### Aim of the exercise
Retype the data that follows with no alterations, please.

Items listed in a dataset:
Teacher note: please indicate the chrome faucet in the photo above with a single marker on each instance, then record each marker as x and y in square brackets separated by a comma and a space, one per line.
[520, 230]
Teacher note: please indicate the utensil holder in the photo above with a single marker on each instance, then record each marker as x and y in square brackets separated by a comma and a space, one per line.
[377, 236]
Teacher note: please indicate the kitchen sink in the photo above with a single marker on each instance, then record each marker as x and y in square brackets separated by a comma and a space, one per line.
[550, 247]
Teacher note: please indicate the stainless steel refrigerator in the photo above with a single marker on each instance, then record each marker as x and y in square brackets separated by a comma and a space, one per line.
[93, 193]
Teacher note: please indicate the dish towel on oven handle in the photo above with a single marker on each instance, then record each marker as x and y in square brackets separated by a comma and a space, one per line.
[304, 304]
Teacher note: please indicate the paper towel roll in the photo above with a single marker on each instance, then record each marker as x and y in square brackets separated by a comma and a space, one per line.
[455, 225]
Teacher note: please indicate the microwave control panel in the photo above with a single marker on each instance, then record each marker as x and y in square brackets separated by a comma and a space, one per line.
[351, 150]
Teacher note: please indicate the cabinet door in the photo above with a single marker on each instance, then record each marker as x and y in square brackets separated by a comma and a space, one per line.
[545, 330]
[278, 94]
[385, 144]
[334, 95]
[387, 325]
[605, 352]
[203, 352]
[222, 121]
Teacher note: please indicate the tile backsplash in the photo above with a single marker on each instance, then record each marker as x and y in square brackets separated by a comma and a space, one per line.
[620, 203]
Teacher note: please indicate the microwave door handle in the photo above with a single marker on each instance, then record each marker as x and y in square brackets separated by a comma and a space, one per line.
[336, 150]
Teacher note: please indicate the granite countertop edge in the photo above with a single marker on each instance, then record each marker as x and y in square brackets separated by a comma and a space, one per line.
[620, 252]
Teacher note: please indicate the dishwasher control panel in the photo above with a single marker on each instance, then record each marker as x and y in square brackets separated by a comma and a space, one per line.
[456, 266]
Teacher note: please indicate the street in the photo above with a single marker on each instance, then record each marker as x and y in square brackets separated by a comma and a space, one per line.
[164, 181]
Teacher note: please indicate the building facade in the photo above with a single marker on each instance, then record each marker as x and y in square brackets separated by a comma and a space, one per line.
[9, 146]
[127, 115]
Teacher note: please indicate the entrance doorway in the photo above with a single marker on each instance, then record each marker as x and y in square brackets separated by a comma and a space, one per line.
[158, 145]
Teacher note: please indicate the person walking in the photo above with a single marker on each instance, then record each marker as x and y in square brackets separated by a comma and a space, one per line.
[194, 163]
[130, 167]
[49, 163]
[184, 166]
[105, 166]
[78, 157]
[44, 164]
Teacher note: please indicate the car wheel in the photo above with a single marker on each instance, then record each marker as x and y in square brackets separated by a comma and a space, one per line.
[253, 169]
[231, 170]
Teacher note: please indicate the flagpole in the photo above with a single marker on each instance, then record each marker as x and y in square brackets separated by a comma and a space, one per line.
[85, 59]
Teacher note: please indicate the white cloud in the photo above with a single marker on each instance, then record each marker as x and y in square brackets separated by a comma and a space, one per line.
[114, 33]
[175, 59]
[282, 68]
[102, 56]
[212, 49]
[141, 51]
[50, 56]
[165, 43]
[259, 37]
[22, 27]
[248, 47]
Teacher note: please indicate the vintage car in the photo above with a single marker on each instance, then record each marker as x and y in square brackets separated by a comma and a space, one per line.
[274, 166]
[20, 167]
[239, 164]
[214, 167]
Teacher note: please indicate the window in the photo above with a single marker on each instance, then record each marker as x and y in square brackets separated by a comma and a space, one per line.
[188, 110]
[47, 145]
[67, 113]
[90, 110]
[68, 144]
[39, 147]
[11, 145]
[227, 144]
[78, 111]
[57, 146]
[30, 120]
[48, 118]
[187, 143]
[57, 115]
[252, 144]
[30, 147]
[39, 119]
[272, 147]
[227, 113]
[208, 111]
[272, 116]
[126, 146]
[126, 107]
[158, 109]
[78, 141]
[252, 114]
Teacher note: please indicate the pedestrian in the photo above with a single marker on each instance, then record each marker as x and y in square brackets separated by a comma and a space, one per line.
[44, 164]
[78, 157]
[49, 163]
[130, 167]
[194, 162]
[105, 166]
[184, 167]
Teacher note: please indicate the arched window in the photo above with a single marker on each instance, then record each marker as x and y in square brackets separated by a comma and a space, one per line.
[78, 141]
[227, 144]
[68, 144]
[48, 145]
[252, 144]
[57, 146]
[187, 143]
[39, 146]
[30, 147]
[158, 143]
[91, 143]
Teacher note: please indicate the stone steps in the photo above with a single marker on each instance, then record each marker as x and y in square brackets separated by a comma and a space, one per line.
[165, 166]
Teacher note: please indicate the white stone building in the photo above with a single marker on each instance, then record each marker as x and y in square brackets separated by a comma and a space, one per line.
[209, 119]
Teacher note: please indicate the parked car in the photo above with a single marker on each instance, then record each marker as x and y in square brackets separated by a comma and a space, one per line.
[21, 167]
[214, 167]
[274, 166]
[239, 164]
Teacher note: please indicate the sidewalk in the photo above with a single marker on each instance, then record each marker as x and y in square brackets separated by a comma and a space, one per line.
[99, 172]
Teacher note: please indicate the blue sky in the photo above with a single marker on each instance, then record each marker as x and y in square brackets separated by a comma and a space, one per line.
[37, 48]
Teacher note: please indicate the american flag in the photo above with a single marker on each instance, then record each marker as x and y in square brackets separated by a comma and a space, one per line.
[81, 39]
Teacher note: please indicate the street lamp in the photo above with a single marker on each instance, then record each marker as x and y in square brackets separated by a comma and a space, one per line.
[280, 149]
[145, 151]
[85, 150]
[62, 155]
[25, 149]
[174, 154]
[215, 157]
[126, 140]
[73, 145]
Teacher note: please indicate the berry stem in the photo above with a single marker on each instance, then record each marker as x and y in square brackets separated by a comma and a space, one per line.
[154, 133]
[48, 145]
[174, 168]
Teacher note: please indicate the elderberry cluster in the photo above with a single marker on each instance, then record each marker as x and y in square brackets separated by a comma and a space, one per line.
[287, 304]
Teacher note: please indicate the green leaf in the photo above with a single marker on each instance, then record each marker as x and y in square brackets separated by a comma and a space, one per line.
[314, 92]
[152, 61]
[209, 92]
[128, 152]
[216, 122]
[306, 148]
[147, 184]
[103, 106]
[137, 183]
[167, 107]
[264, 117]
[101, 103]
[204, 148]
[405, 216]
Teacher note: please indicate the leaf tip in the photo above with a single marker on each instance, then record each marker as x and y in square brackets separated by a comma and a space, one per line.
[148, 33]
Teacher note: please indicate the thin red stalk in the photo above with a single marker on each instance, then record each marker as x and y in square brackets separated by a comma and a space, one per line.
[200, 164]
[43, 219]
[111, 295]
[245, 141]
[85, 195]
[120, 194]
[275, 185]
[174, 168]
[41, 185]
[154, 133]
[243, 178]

### Response below
Teacher note: please indicate the chrome faucet in the photo above with a single marker on each instance, then record each marker as x and y in square brackets separated by a comma and a space, one per line.
[520, 230]
Teacher note: please indicate the utensil holder in the photo above with a single marker on each instance, then record each marker as x and y in square brackets separated by a comma and a space, one per line.
[377, 236]
Teacher note: please indicate the kitchen sink in the photo above with a single marker on each instance, then record each marker as x and y in square brackets separated by a comma and a space, one per line.
[550, 247]
Teacher note: please indicate the stainless steel refrigerator in the photo above with a single marker on each instance, then record each marker as x and y in square brackets separated by a comma and a space, one per line.
[93, 193]
Teacher note: please indicate the dish towel on oven handle in the photo above with a single marker on each instance, then record each marker as x and y in square brackets separated by a comma and a space, one per line.
[304, 304]
Teacher note: please indicate the paper towel roll in the photo above with a single marker on each instance, then record each marker as x and y in square brackets separated by a comma and a space, one per line.
[455, 225]
Teacher note: please indicate the microwave control panel in the photo above with a single marker on each instance, then record each marker as x and y in square brackets separated by a comma and a space, one per line.
[351, 150]
Teacher note: please indicate the cabinet door in the photo above with a single marker on each instance, then record each marker as x and y in square brackets separated by a comma and a space, one per line.
[545, 330]
[278, 94]
[385, 144]
[334, 95]
[387, 325]
[605, 352]
[203, 352]
[222, 121]
Teacher note: please indicate the tile backsplash in the photo above with a single marker on each instance, then record each marker as x and y in square brackets separated by a comma and a space, one per line.
[620, 203]
Teacher note: please indicate the microwave door handle in the photo above with a single marker on each instance, then record each marker as x and y in square brackets separated by a comma and a space, one per line.
[336, 150]
Teacher note: please indicate the granite countertop edge in the photo above with a single marker on each instance, then record each marker as x and y in square brackets separated by a comma and a space, one per line.
[620, 252]
Teacher note: please indicate the dishwasher control panel in the photo above with a single marker on each instance, then record each marker as x and y in square brackets separated by a comma and a space, one per line.
[456, 266]
Teacher note: please indicate the street in the photo above with a single marker on each instance, then record each marker as x and y in square brackets separated by a comma and a space, one per line.
[164, 181]
Teacher note: please indicate the building facade in the photo above with a single marker on each instance, then record each marker as x and y in square brackets separated by a comma and a space, one per line.
[9, 146]
[127, 115]
Teacher note: please indicate the entrance doorway in the photo above with a single marker on each instance, then record each marker as x and y in square brackets separated by a comma and a space, one per line.
[158, 145]
Teacher note: please indicate the person walking in the photo above with a single marker on each instance, then record each marker as x and y in square brackets separated by a comma and a space, one per line.
[194, 163]
[130, 167]
[49, 163]
[184, 166]
[105, 166]
[78, 157]
[44, 164]
Teacher note: please indicate the car wheel in the photo above with a single marker on each instance, then record each marker as x and y in square brackets separated by a comma and a space, one per line.
[253, 169]
[231, 170]
Teacher note: please indicate the flagpole in the photo above with a single marker on each instance, then record each marker as x and y in square brackets separated by a comma and a space, one per line.
[85, 59]
Teacher note: please indicate the white cloud in the photo above with a single marker on each instance, then record each marker as x and y in square brackets separated by a comma and a space, one per line.
[114, 33]
[175, 59]
[282, 68]
[102, 56]
[212, 49]
[141, 51]
[50, 56]
[165, 43]
[259, 37]
[22, 27]
[248, 47]
Teacher note: please indicate the vintage car in the photo above with a single marker on each instance, then record each marker as x and y in square brackets separated by a comma and a space, one per line.
[274, 166]
[20, 167]
[239, 164]
[214, 167]
Teacher note: please indicate the window in the photo above with a single marker on each instance, then record each marker as x and y in square brackets separated by a comma and a space, one per line.
[188, 110]
[47, 145]
[67, 113]
[90, 110]
[68, 144]
[39, 147]
[11, 145]
[227, 144]
[78, 111]
[57, 146]
[30, 120]
[48, 118]
[187, 143]
[57, 115]
[252, 144]
[30, 147]
[39, 119]
[272, 147]
[227, 113]
[208, 111]
[272, 116]
[126, 146]
[126, 107]
[158, 109]
[78, 141]
[252, 114]
Teacher note: please indicate the pedestrian in the photo above with a single marker on each instance, then record each marker as x and y in square brackets separated by a comma and a space, one per line.
[44, 164]
[78, 157]
[49, 163]
[130, 167]
[194, 162]
[105, 166]
[184, 167]
Teacher note: please indicate the arched window in the photo above with a single marker on each instance, then record each marker as x and y in square brackets separated by a comma and a space, one per line.
[78, 141]
[227, 144]
[68, 144]
[48, 145]
[252, 144]
[57, 146]
[187, 143]
[39, 146]
[30, 147]
[158, 143]
[91, 143]
Teacher note: please indicate the stone steps in the photo above with a single marker on each instance, then record each marker as x and y in square brackets separated by a comma and a space, one per line.
[165, 166]
Teacher note: please indicate the white stone building in the photo above with a single marker on each instance, then record each marker as x and y in square brackets separated by a comma and a space, one per line.
[209, 119]
Teacher note: please indicate the parked car in the photo above with a single marker on each instance, then record each marker as x and y in square brackets separated by a comma and a space, one per line.
[21, 167]
[214, 167]
[274, 166]
[239, 164]
Teacher note: please indicate the sidewalk in the photo above with a single marker on each instance, then record each marker as x and y in square brackets separated by a comma and a space, one per line.
[99, 172]
Teacher note: please indicate the blue sky in the photo above with a single marker on each instance, then record each marker as x and y in square brackets separated by a comma and a space, one per line.
[37, 48]
Teacher note: please indicate the american flag in the photo above with a single marker on each instance, then record each marker as x and y in square brackets separated by a comma and a space, one per line.
[81, 39]
Teacher note: please indicate the street lamp in the photo above with a single marker on each instance, then record each marker as x and y in square brackets separated by a comma and a space, one per line.
[280, 149]
[145, 151]
[85, 150]
[62, 155]
[25, 149]
[174, 154]
[215, 157]
[126, 140]
[73, 145]
Teacher note: please indicate the berry stem in the photo above with a single marker on each instance, then record each marker as x and y in square brackets separated by a comma and a space, one per line.
[154, 133]
[48, 145]
[174, 168]
Teacher note: please indicate the elderberry cluster in the photo above with a single marker on each instance, then record each marker as x and y in square brackets separated by a comma and a space, one per line.
[287, 304]
Teacher note: please indicate the green leaf in the photo above with a single marker on each instance, then record each marker as x and y in square brackets separated by a comma and a space, one per line.
[314, 92]
[152, 61]
[209, 92]
[128, 152]
[216, 122]
[306, 148]
[147, 184]
[103, 106]
[137, 183]
[167, 107]
[264, 117]
[101, 103]
[204, 148]
[405, 216]
Teacher note: please indicate the leaf tip in the photo above with a single marker on each instance, then record each marker as x and y in square brackets separated by a comma and a space, one per line.
[148, 33]
Teacher note: please indicate the thin red stalk in the photo above with a single marker on each instance, then record each marker as x and y in square brackets separated by a comma and a space, one per line.
[200, 164]
[43, 219]
[111, 295]
[245, 141]
[85, 195]
[120, 194]
[275, 185]
[174, 168]
[41, 185]
[154, 133]
[243, 178]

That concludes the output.